======== Material for the task ========
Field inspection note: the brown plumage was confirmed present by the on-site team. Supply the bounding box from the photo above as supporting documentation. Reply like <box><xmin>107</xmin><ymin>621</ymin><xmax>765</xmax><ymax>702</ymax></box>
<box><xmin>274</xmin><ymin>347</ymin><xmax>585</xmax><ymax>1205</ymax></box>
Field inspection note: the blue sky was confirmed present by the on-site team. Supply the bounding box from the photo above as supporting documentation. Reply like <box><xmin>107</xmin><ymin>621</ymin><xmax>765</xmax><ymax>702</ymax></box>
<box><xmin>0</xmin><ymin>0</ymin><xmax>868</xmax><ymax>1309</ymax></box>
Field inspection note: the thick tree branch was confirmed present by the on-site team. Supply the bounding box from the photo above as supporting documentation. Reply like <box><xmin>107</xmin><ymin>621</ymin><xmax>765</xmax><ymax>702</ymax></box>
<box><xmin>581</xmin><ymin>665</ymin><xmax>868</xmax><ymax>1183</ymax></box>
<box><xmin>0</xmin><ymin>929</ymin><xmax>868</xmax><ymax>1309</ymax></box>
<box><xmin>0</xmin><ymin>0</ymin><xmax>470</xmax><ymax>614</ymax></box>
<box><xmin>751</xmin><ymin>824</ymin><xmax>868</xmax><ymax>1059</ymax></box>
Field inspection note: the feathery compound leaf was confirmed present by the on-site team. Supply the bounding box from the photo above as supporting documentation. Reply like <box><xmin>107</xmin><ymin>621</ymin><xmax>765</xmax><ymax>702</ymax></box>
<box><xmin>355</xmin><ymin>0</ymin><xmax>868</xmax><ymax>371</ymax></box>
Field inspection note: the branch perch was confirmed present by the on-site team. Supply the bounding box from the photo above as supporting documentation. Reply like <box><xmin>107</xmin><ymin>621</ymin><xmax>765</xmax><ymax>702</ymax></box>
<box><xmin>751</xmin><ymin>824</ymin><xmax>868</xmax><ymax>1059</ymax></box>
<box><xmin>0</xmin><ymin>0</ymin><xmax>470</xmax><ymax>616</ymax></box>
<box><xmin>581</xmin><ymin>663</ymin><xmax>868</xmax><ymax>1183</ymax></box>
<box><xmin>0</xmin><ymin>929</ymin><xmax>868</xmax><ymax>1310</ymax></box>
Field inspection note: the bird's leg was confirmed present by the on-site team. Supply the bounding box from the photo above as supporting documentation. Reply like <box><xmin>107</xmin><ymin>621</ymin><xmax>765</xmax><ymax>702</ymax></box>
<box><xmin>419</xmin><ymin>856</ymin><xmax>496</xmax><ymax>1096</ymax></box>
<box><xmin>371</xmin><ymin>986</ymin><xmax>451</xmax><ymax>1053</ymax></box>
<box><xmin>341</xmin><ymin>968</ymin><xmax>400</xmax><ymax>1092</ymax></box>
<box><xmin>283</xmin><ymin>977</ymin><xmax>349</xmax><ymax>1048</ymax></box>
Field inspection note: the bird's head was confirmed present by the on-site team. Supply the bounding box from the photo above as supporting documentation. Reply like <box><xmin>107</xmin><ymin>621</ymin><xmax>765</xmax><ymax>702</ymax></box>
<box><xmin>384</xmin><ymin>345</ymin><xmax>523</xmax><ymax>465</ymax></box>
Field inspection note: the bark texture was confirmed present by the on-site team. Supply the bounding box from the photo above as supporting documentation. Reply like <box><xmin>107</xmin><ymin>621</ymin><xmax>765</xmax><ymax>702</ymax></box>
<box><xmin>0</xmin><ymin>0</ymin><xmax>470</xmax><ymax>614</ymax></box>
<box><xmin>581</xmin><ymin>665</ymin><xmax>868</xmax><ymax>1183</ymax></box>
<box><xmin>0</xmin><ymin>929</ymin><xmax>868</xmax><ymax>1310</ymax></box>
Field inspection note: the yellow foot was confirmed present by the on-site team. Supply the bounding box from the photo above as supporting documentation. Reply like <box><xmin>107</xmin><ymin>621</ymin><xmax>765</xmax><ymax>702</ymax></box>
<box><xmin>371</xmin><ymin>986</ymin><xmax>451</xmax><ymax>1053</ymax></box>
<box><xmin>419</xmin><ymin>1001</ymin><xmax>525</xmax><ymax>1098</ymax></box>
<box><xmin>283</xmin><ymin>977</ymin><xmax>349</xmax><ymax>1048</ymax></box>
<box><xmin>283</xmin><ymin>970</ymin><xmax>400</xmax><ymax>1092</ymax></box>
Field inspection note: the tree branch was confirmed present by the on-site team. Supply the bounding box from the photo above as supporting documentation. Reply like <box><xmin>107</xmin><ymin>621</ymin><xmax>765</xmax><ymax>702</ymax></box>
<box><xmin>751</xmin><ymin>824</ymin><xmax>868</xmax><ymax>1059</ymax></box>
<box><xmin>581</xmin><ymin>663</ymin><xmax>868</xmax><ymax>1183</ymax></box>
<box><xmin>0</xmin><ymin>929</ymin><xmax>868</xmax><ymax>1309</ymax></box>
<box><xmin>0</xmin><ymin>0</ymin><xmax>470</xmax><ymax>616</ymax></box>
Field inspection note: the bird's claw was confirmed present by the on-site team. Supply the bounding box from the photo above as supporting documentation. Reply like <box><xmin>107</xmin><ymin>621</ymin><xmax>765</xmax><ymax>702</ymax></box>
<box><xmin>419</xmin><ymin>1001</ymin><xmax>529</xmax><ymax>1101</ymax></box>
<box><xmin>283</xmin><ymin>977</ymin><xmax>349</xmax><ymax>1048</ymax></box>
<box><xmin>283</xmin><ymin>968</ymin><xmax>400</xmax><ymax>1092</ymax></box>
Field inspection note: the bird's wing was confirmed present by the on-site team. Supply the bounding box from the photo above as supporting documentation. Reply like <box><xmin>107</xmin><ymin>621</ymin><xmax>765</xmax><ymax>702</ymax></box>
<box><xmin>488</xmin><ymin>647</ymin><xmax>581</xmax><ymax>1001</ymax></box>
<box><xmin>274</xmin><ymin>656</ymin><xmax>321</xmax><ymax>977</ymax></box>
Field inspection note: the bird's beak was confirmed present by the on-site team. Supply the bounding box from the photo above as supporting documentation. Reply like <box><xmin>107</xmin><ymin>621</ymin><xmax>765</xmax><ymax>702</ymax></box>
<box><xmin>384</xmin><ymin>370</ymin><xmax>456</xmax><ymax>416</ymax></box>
========
■ **Task to complete**: Give all of the rows above again, swapping "on-site team" for "survey crew" wherever it appears and leaving everything else unchanged.

■ **Full answer**:
Field inspection note: the brown plumage was confirmed present by the survey crew. Supply the bounding box from the photo above as supporting documentation. Reply like <box><xmin>107</xmin><ymin>621</ymin><xmax>765</xmax><ymax>702</ymax></box>
<box><xmin>274</xmin><ymin>347</ymin><xmax>585</xmax><ymax>1205</ymax></box>
Field inspection note: the blue sky was confirmed present by the survey crew. Supply the bounding box from the photo above as supporting documentation. Reply like <box><xmin>107</xmin><ymin>621</ymin><xmax>765</xmax><ymax>702</ymax></box>
<box><xmin>0</xmin><ymin>0</ymin><xmax>868</xmax><ymax>1309</ymax></box>
Field inspection note: the thick tree branch was confirmed present by the survey crew. Supply the bounding box from the photo above as supporting documentation. Reply like <box><xmin>107</xmin><ymin>621</ymin><xmax>765</xmax><ymax>702</ymax></box>
<box><xmin>581</xmin><ymin>665</ymin><xmax>868</xmax><ymax>1183</ymax></box>
<box><xmin>0</xmin><ymin>929</ymin><xmax>868</xmax><ymax>1309</ymax></box>
<box><xmin>0</xmin><ymin>0</ymin><xmax>470</xmax><ymax>614</ymax></box>
<box><xmin>751</xmin><ymin>824</ymin><xmax>868</xmax><ymax>1059</ymax></box>
Field inspection note: the feathery compound leaf was confirmed present by the survey crew. Supply the bounding box from the photo above as supporting documentation. Reply like <box><xmin>107</xmin><ymin>621</ymin><xmax>765</xmax><ymax>702</ymax></box>
<box><xmin>355</xmin><ymin>0</ymin><xmax>868</xmax><ymax>371</ymax></box>
Field inspection note: the branch perch was confirmed present by the survey crew. Supply the bounding box from the photo above as supporting documentation. Reply like <box><xmin>107</xmin><ymin>621</ymin><xmax>765</xmax><ymax>702</ymax></box>
<box><xmin>751</xmin><ymin>824</ymin><xmax>868</xmax><ymax>1059</ymax></box>
<box><xmin>0</xmin><ymin>0</ymin><xmax>470</xmax><ymax>616</ymax></box>
<box><xmin>581</xmin><ymin>663</ymin><xmax>868</xmax><ymax>1183</ymax></box>
<box><xmin>0</xmin><ymin>929</ymin><xmax>868</xmax><ymax>1310</ymax></box>
Field inspection note: the bird's leg was confirmed present by the survey crew. Supply the bounding box from the photo above as supporting documentation. Reply like <box><xmin>107</xmin><ymin>621</ymin><xmax>765</xmax><ymax>702</ymax></box>
<box><xmin>419</xmin><ymin>856</ymin><xmax>496</xmax><ymax>1096</ymax></box>
<box><xmin>371</xmin><ymin>986</ymin><xmax>451</xmax><ymax>1053</ymax></box>
<box><xmin>341</xmin><ymin>968</ymin><xmax>400</xmax><ymax>1092</ymax></box>
<box><xmin>283</xmin><ymin>977</ymin><xmax>349</xmax><ymax>1048</ymax></box>
Field inspection note: the bird's head was confirmed present by the survey crew. Supply the bounding box from the photo above as supporting documentation. Reply like <box><xmin>107</xmin><ymin>621</ymin><xmax>765</xmax><ymax>702</ymax></box>
<box><xmin>384</xmin><ymin>345</ymin><xmax>523</xmax><ymax>465</ymax></box>
Field inspection note: the bark texture was confirmed present by the survey crew. Supply the bounding box from the photo above as supporting documentation. Reply like <box><xmin>107</xmin><ymin>621</ymin><xmax>765</xmax><ymax>702</ymax></box>
<box><xmin>0</xmin><ymin>0</ymin><xmax>470</xmax><ymax>614</ymax></box>
<box><xmin>581</xmin><ymin>665</ymin><xmax>868</xmax><ymax>1183</ymax></box>
<box><xmin>0</xmin><ymin>929</ymin><xmax>868</xmax><ymax>1310</ymax></box>
Field inspection note: the yellow foot was confirmed present by the survey crew. Supply the bounding box from the photo above as supporting documentation. Reply like <box><xmin>107</xmin><ymin>621</ymin><xmax>765</xmax><ymax>702</ymax></box>
<box><xmin>371</xmin><ymin>986</ymin><xmax>451</xmax><ymax>1053</ymax></box>
<box><xmin>419</xmin><ymin>1001</ymin><xmax>525</xmax><ymax>1098</ymax></box>
<box><xmin>283</xmin><ymin>977</ymin><xmax>349</xmax><ymax>1048</ymax></box>
<box><xmin>283</xmin><ymin>970</ymin><xmax>400</xmax><ymax>1092</ymax></box>
Field inspection note: the tree branch was confirmed present by the survey crew. Supply the bounding box from the photo above as supporting documentation. Reply like <box><xmin>107</xmin><ymin>621</ymin><xmax>765</xmax><ymax>702</ymax></box>
<box><xmin>751</xmin><ymin>824</ymin><xmax>868</xmax><ymax>1059</ymax></box>
<box><xmin>581</xmin><ymin>663</ymin><xmax>868</xmax><ymax>1183</ymax></box>
<box><xmin>0</xmin><ymin>929</ymin><xmax>868</xmax><ymax>1309</ymax></box>
<box><xmin>0</xmin><ymin>0</ymin><xmax>470</xmax><ymax>616</ymax></box>
Field inspection note: the bird's claw was confirmed present by the survey crew. Supply the bounding box from the photo above as supporting documentation. Reply like <box><xmin>107</xmin><ymin>621</ymin><xmax>765</xmax><ymax>702</ymax></box>
<box><xmin>419</xmin><ymin>1001</ymin><xmax>529</xmax><ymax>1101</ymax></box>
<box><xmin>283</xmin><ymin>977</ymin><xmax>349</xmax><ymax>1048</ymax></box>
<box><xmin>283</xmin><ymin>968</ymin><xmax>400</xmax><ymax>1092</ymax></box>
Field inspection note: the bird's wing was confirmed present by the survey crew. Supply the bounding box from the photo above as supporting documentation. Reply like <box><xmin>107</xmin><ymin>621</ymin><xmax>765</xmax><ymax>702</ymax></box>
<box><xmin>488</xmin><ymin>647</ymin><xmax>581</xmax><ymax>1001</ymax></box>
<box><xmin>274</xmin><ymin>656</ymin><xmax>321</xmax><ymax>977</ymax></box>
Field inspection note: the bird's beak was confirmed present by the survey crew. Supply the bounding box from the photo above as supporting documentation. Reply like <box><xmin>107</xmin><ymin>621</ymin><xmax>765</xmax><ymax>702</ymax></box>
<box><xmin>384</xmin><ymin>370</ymin><xmax>456</xmax><ymax>416</ymax></box>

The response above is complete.